* _MATERIALS PROVIDED_:
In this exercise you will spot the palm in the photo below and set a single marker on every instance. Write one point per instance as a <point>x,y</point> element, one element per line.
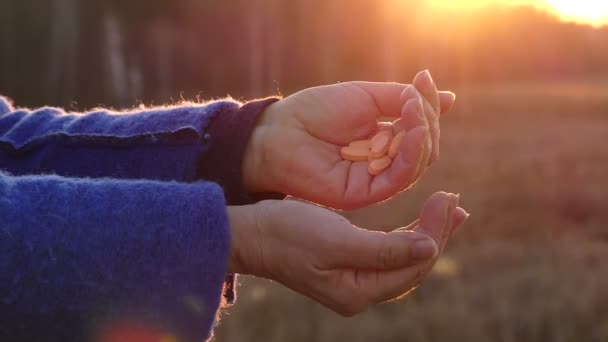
<point>326,119</point>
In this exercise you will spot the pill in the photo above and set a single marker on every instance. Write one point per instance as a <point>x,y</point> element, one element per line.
<point>393,149</point>
<point>360,144</point>
<point>354,153</point>
<point>376,166</point>
<point>380,143</point>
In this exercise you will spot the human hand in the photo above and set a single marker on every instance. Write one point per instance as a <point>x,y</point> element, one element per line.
<point>320,254</point>
<point>295,149</point>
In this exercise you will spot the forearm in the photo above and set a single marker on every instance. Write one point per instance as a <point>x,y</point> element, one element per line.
<point>183,143</point>
<point>146,249</point>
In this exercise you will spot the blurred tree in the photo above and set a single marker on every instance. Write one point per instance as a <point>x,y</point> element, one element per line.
<point>82,54</point>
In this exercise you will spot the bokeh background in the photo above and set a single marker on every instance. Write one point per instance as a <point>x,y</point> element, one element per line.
<point>525,145</point>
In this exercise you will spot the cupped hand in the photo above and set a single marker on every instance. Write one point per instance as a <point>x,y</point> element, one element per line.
<point>295,149</point>
<point>320,254</point>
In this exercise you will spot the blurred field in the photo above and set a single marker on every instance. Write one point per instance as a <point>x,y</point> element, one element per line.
<point>531,163</point>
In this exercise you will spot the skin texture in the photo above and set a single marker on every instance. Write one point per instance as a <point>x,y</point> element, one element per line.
<point>320,254</point>
<point>295,148</point>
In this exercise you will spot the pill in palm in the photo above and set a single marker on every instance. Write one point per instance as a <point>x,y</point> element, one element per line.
<point>360,144</point>
<point>376,166</point>
<point>380,144</point>
<point>355,153</point>
<point>393,149</point>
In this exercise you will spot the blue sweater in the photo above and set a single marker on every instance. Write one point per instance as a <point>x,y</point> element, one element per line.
<point>104,218</point>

* _YOUR TASK_: Give all the rows above as a JSON list of strings, one string per line, with blank lines and the picture left out.

* _RESULT_:
[
  "In this exercise you will spot the palm in the photo below and set a single marker on every instance. Write one point per instance as a <point>x,y</point> element, one element per line.",
  "<point>326,119</point>",
  "In this exercise you will spot the pill in the photo above and set a single marker on every instance. Write one point per instance as a <point>x,y</point> element, one element per line.",
  "<point>393,149</point>",
  "<point>360,144</point>",
  "<point>354,153</point>",
  "<point>376,166</point>",
  "<point>380,143</point>",
  "In this exercise you will spot the human hand in the photo above and set a single marker on every instance. Write one point per instance as a <point>x,y</point> element, one element per line.",
  "<point>320,254</point>",
  "<point>295,149</point>",
  "In this exercise you will spot the forearm in the photo above and set a single marker on every instance. Write one point per instance as a <point>x,y</point> element, one element per line.",
  "<point>183,143</point>",
  "<point>146,249</point>",
  "In this exercise you will spot the blurred tree in the photo above and set a single marker on every instance. Write one point per instance as a <point>x,y</point> element, one element per line.",
  "<point>82,54</point>",
  "In this exercise you will spot the bokeh background in the photo above and set a single marker on every instance. Write one point per instance as a <point>x,y</point> element, one element per line.",
  "<point>525,145</point>",
  "In this exercise you will spot the cupped hand in the photo above and set a single marker on every instance. Write one point per instance as a <point>x,y</point> element, one element per line.",
  "<point>295,149</point>",
  "<point>320,254</point>",
  "In this exercise you will spot the blurred field in the photo above and set a single marker on every instance. Write one point per instance as a <point>x,y</point> element, one element per line.",
  "<point>531,163</point>",
  "In this exercise you will spot the skin texture in the photo above and set a single marker on every instance. Write one point per instance as a <point>x,y</point> element, one element per line.",
  "<point>320,254</point>",
  "<point>295,148</point>",
  "In this exercise you will spot the pill in palm in the photo above and set a single marker on every instance. Write one point per instance as a <point>x,y</point> element, one element per line.",
  "<point>360,144</point>",
  "<point>376,166</point>",
  "<point>380,144</point>",
  "<point>355,153</point>",
  "<point>393,149</point>",
  "In this exercise you will spot the blue sweater in the photo above and set a single marker on every instance. Write one point per instance as a <point>x,y</point> element, one element per line.",
  "<point>104,218</point>"
]